Write the next part of the post about pricing pottery with price gun stickers versus handwritten labels, picking up after its last sentence.

_QUOTED TEXT_:
━━━━━━━━━━━━━━━━━━━━

I was mulling over getting a pricing un because of this thread until I was
at
a crafts fair this morning and saw price gun stickers on pots as well as
other booths with the handwritten labels.

My initial reaction when I realized I was looking at price gun stickers was
that it DISTANCED me emotionally from the pottery. My instinctive reaction
was that this piece is on the level of a Walmart manufactured pot,
manufactured pricing system. Interestingly, even though their prices were
outragously low, they said they weren't doing too well ath this fair (in an
extremely upscale neighborhood) and people were still trying to bargain them
out of their stated prices. The hand labeling system just seems to go with
the overall theme of "handmade" (in my opinion.) " I made this pot with care
and consideration and have priced the piece with care and consideration as
to
what it is worth and what I have decided I want for it."

Also, just a note, if someone is a price haggler, they will probably do it
regardless of what the venue and pricing system used. I know a gallery
salesperson, who works at a prestigious Beverly Hills/Rodeo Drive gallery
and
some millionaires haggle with him over a muti-thousand dollar item.

━━━━━━━━━━━━━━━━━━━━

_DATASET EXCERPTS_:

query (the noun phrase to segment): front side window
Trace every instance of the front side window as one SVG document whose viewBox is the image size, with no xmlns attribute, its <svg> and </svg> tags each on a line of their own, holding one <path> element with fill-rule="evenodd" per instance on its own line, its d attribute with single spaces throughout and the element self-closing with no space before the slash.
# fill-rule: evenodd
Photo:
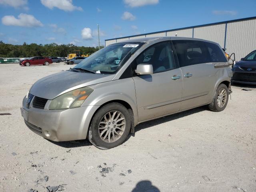
<svg viewBox="0 0 256 192">
<path fill-rule="evenodd" d="M 136 65 L 151 64 L 154 73 L 176 68 L 172 51 L 169 42 L 159 43 L 148 48 L 136 59 Z"/>
<path fill-rule="evenodd" d="M 244 60 L 256 60 L 256 51 L 249 54 L 244 58 Z"/>
<path fill-rule="evenodd" d="M 110 45 L 84 59 L 73 69 L 80 68 L 103 74 L 115 73 L 127 60 L 126 59 L 144 43 L 128 42 Z"/>
</svg>

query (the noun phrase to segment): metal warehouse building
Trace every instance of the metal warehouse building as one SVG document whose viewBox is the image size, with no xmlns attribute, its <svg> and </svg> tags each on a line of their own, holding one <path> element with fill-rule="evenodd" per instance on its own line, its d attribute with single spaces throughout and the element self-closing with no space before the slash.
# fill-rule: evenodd
<svg viewBox="0 0 256 192">
<path fill-rule="evenodd" d="M 148 37 L 179 36 L 205 39 L 218 43 L 240 60 L 256 50 L 256 17 L 192 26 L 106 40 L 106 46 L 128 39 Z"/>
</svg>

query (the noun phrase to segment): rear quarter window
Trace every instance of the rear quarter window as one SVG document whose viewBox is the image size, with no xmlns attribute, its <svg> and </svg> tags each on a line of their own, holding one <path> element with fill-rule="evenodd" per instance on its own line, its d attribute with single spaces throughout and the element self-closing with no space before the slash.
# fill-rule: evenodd
<svg viewBox="0 0 256 192">
<path fill-rule="evenodd" d="M 194 40 L 174 40 L 180 67 L 213 62 L 226 62 L 220 47 L 214 43 Z"/>
</svg>

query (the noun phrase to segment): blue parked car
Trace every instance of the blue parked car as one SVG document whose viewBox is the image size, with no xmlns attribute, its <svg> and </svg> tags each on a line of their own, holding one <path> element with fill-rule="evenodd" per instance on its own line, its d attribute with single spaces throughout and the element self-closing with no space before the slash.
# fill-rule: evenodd
<svg viewBox="0 0 256 192">
<path fill-rule="evenodd" d="M 68 65 L 73 65 L 73 64 L 78 64 L 82 61 L 84 59 L 86 59 L 86 57 L 75 57 L 74 58 L 69 60 L 67 60 L 66 63 Z"/>
</svg>

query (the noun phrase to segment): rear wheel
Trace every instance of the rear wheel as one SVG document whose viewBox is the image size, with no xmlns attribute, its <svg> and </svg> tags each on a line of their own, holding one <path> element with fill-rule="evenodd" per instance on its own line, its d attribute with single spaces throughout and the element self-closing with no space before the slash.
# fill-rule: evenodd
<svg viewBox="0 0 256 192">
<path fill-rule="evenodd" d="M 110 149 L 124 142 L 130 128 L 127 109 L 119 103 L 110 103 L 102 107 L 93 117 L 88 138 L 98 148 Z"/>
<path fill-rule="evenodd" d="M 220 112 L 226 108 L 228 101 L 228 90 L 224 84 L 220 84 L 217 88 L 209 108 L 212 111 Z"/>
</svg>

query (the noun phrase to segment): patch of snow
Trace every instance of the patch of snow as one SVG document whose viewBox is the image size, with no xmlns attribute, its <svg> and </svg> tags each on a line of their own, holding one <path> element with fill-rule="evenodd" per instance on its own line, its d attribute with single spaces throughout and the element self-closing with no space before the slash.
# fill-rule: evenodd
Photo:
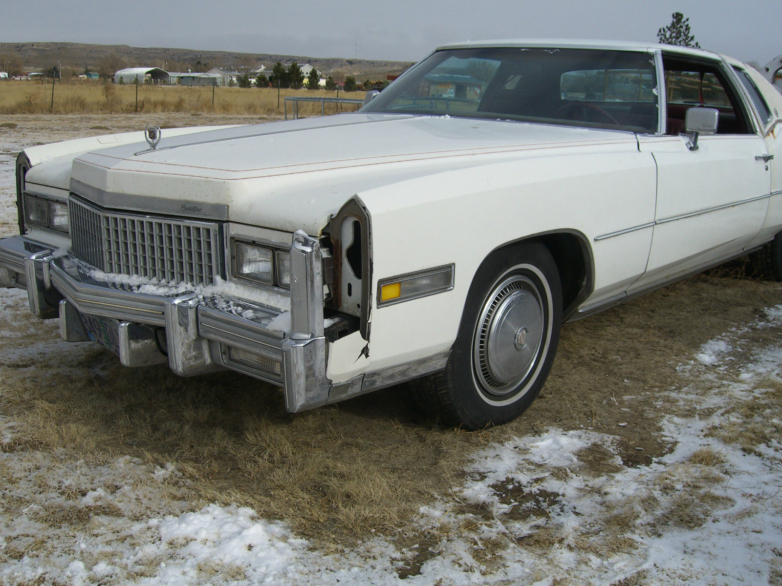
<svg viewBox="0 0 782 586">
<path fill-rule="evenodd" d="M 274 319 L 268 323 L 266 326 L 268 330 L 274 330 L 274 331 L 281 331 L 283 334 L 289 334 L 291 331 L 291 313 L 289 311 L 284 312 L 277 316 Z"/>
</svg>

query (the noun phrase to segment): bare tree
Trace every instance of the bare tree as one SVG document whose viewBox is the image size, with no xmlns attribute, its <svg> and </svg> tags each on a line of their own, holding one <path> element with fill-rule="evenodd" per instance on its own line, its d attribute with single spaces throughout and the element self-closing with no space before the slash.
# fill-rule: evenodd
<svg viewBox="0 0 782 586">
<path fill-rule="evenodd" d="M 695 38 L 690 34 L 690 19 L 684 18 L 681 13 L 673 13 L 671 15 L 671 23 L 657 31 L 657 38 L 665 45 L 701 48 L 701 45 L 695 41 Z"/>
</svg>

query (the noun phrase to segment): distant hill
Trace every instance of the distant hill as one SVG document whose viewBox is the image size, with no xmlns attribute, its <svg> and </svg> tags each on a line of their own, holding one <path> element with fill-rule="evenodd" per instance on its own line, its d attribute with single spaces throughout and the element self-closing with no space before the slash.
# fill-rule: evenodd
<svg viewBox="0 0 782 586">
<path fill-rule="evenodd" d="M 81 73 L 85 67 L 98 71 L 103 62 L 119 59 L 122 66 L 149 66 L 167 71 L 206 70 L 211 67 L 241 70 L 255 69 L 261 63 L 271 70 L 278 61 L 290 63 L 309 63 L 324 76 L 332 75 L 338 81 L 352 75 L 359 82 L 370 79 L 382 80 L 386 75 L 398 75 L 411 63 L 400 61 L 371 61 L 347 59 L 339 57 L 311 57 L 304 55 L 270 55 L 267 53 L 238 53 L 229 51 L 201 51 L 197 49 L 164 48 L 159 47 L 131 47 L 127 45 L 85 45 L 83 43 L 0 43 L 0 68 L 3 59 L 16 56 L 25 73 L 46 70 L 59 62 L 63 74 Z M 118 63 L 115 61 L 115 63 Z"/>
</svg>

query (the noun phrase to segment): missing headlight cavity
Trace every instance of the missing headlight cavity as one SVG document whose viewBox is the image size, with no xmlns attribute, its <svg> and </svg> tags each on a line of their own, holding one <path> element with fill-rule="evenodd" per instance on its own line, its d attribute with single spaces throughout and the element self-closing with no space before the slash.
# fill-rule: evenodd
<svg viewBox="0 0 782 586">
<path fill-rule="evenodd" d="M 353 220 L 353 244 L 345 251 L 345 258 L 357 279 L 361 278 L 361 224 Z"/>
<path fill-rule="evenodd" d="M 332 218 L 334 287 L 330 308 L 360 318 L 360 331 L 369 340 L 371 307 L 371 231 L 369 213 L 355 197 Z"/>
</svg>

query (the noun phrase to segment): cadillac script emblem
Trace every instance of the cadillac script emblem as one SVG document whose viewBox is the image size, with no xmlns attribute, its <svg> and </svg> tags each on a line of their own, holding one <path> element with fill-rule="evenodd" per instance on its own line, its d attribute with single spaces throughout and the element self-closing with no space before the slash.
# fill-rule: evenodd
<svg viewBox="0 0 782 586">
<path fill-rule="evenodd" d="M 157 124 L 147 124 L 144 127 L 144 138 L 152 148 L 157 147 L 160 141 L 160 127 Z"/>
</svg>

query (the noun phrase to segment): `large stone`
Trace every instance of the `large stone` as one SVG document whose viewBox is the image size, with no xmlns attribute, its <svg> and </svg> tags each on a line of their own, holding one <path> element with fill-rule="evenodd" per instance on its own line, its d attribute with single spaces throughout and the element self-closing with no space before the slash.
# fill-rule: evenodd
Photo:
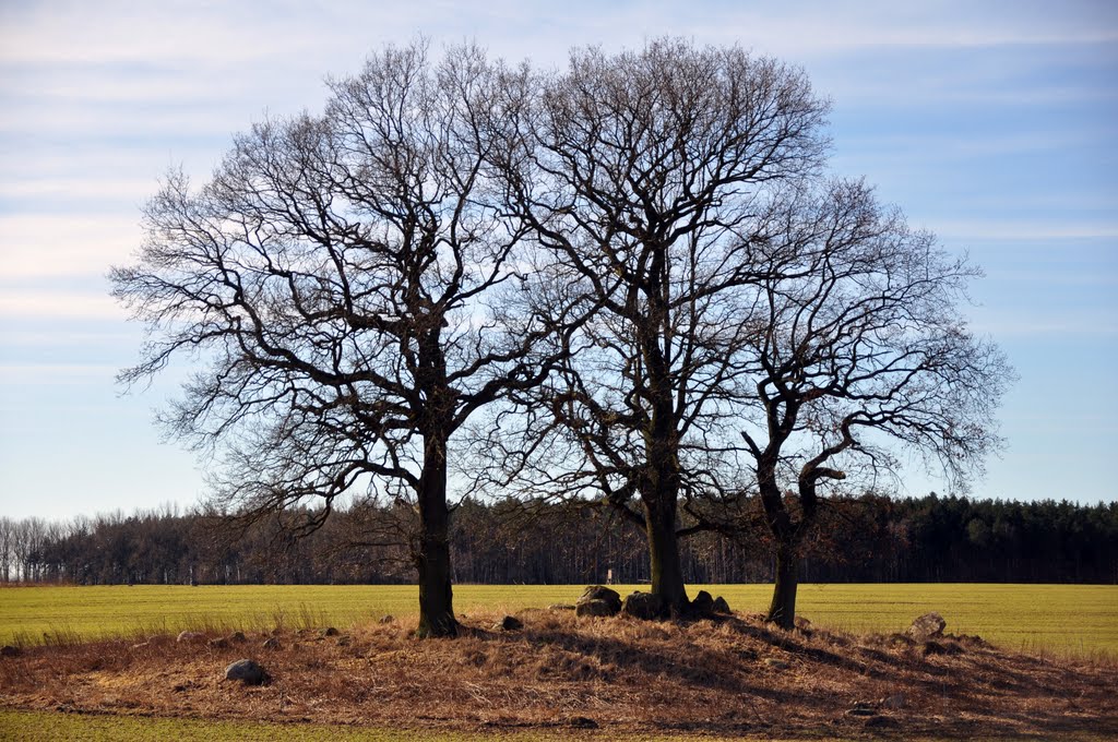
<svg viewBox="0 0 1118 742">
<path fill-rule="evenodd" d="M 652 592 L 636 591 L 629 593 L 622 603 L 622 615 L 643 620 L 663 618 L 665 613 L 663 599 Z"/>
<path fill-rule="evenodd" d="M 576 609 L 581 602 L 590 600 L 604 600 L 609 605 L 610 612 L 607 616 L 616 616 L 622 609 L 622 597 L 616 590 L 612 590 L 604 584 L 591 584 L 582 591 L 581 597 L 575 603 Z M 581 613 L 579 613 L 581 616 Z"/>
<path fill-rule="evenodd" d="M 240 681 L 245 685 L 259 685 L 268 679 L 268 674 L 252 659 L 238 659 L 225 668 L 225 679 Z"/>
<path fill-rule="evenodd" d="M 904 634 L 917 641 L 927 641 L 944 636 L 946 627 L 947 621 L 939 613 L 925 613 L 912 621 L 912 626 L 908 627 Z"/>
</svg>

━━━━━━━━━━━━━━━━━━━━

_OUTPUT OF THE TASK_:
Imzadi


primalmommy@IVILLAGE.COM writes:

<< I have bever liked printed price tags on pots for sale. Long before I
started making pots to sell, I always disliked it. To me, it says
"WalMart" -- mass produced, machine assisted, everything we DON'T want
when we buy handmade pottery. >>

Lee Love on mon 29 apr 02


> primalmommy@IVILLAGE.COM writes:
>
> << I have bever liked printed price tags on pots for sale. Long before I
> started making pots to sell, I always disliked it. To me, it says
> "WalMart" -- mass produced, machine assisted, everything we DON'T want
> when we buy handmade pottery. >>


At the Shun opening last week http://www1.ocn.ne.jp/~ikiru/mackj.html ,
we
picked up a video "Mingeisota", about MacKenzie and his work. It was
filmed
in about /93. It is nicely photographed & was an NHK special. The
photographer that made it was at the opening (he often follows MacKenzie
around
when he is in Japan.)

My wife showed it to her Thrusday night English conversation group that
meets in our livingroom. Jean thought it would show them a little bit
about
what Minnesota was like. They gasped when they saw a shot of MacKenzie
pricing Matchawan (tea ceremony type bowls) with a price gun. He was
tagging
the teabowl with a stick that said $6.00. :^) I think his prices are up
a
little bit now. Jean paid 5000 yen for a similar bowl at the opening.
This
is how much the video cost too.



http://www1.ocn.ne.jp/~ikiru/mackj.html

--
Lee Love In Mashiko Ikiru@kami.com

"The best pots for me are the pots that I like." --Shoji Hamada (1894-1978)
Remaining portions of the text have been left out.